[start]

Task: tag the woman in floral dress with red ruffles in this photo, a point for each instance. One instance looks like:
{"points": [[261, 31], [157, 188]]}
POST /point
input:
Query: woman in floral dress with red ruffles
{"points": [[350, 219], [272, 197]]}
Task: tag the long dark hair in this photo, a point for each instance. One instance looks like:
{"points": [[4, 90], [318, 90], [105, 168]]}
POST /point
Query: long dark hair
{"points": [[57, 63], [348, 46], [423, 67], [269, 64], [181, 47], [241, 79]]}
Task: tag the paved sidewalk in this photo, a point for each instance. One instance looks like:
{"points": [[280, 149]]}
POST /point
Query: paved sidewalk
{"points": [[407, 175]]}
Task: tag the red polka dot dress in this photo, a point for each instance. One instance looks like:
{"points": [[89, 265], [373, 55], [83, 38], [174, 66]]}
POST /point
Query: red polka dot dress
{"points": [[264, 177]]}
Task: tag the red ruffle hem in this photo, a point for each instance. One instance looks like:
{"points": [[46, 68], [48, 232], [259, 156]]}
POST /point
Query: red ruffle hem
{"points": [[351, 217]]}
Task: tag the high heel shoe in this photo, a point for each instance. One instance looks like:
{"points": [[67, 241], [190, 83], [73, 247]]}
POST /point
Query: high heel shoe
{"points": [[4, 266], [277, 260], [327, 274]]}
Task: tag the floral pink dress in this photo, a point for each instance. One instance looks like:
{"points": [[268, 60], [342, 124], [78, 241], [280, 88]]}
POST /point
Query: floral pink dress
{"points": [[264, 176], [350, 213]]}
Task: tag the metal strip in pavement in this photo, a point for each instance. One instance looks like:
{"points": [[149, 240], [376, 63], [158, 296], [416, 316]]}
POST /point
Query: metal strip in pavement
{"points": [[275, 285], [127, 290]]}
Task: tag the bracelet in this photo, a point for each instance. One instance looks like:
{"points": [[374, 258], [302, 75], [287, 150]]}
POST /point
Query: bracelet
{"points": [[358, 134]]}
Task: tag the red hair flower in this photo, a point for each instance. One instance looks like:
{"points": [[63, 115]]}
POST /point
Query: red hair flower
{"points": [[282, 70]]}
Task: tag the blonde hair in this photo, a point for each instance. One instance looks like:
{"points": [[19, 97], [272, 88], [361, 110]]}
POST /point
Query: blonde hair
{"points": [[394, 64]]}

[end]

[Stated problem]
Put every line of the entries above into a numbered list. Leave out any blank lines.

[Response to this task]
1. Task: tag the woman in floral dress with red ruffles in this photo, a point for each instance. One instance looks like:
2. {"points": [[261, 31], [157, 188]]}
3. POST /point
4. input:
5. Query: woman in floral dress with red ruffles
6. {"points": [[350, 219], [272, 197]]}
7. Task: tag the long dark hair in this photo, a point for each instance. One instance looks like:
8. {"points": [[4, 90], [318, 90], [105, 168]]}
9. POST /point
10. Query: long dark hair
11. {"points": [[57, 63], [348, 46], [423, 67], [269, 64], [181, 47], [241, 79]]}
12. Task: tag the paved sidewalk in this photo, a point for each instance. One instance looks like:
13. {"points": [[280, 149]]}
14. POST /point
15. Query: paved sidewalk
16. {"points": [[407, 175]]}
17. Task: tag the red polka dot dress in this photo, a point for each instance. One instance looks like:
18. {"points": [[89, 265], [373, 55], [83, 38], [174, 66]]}
19. POST /point
20. Query: red polka dot dress
21. {"points": [[264, 177]]}
22. Task: tag the red ruffle hem in this photo, a point for each instance. One instance looks like:
23. {"points": [[46, 68], [48, 232], [259, 156]]}
24. POST /point
25. Query: red ruffle hem
26. {"points": [[351, 217]]}
27. Task: tag the high heel shoe in this photo, a point for each instance. One instance looks like:
28. {"points": [[67, 241], [190, 83], [73, 247]]}
29. POST /point
30. Query: high heel shoe
31. {"points": [[4, 266], [277, 260], [327, 274]]}
32. Task: tag the floral pink dress in this photo, a point for each instance. One instance looks like:
33. {"points": [[268, 60], [342, 124], [78, 241], [280, 88]]}
34. POST /point
35. Query: floral pink dress
36. {"points": [[264, 176], [350, 213]]}
37. Task: tag the metal strip in pavement in this photo, a point for each instance. One instance looks like:
38. {"points": [[149, 240], [376, 63], [158, 296], [416, 316]]}
39. POST /point
40. Query: metal strip in pavement
41. {"points": [[275, 285], [127, 290]]}
42. Task: tag the bracelet in this photo, a point for each instance. One instance looks like:
43. {"points": [[374, 258], [302, 75], [287, 150]]}
44. POST /point
45. Query: bracelet
46. {"points": [[358, 134]]}
47. Task: tag the red hair flower in this photo, a point for each instance. One instance looks like:
48. {"points": [[63, 115]]}
49. POST /point
50. Query: red hair flower
51. {"points": [[282, 70]]}
52. Task: tag the blonde hair in this photo, a point for each instance. One instance looks like:
53. {"points": [[19, 97], [272, 88], [361, 110]]}
54. POST /point
55. Query: blonde hair
56. {"points": [[394, 64]]}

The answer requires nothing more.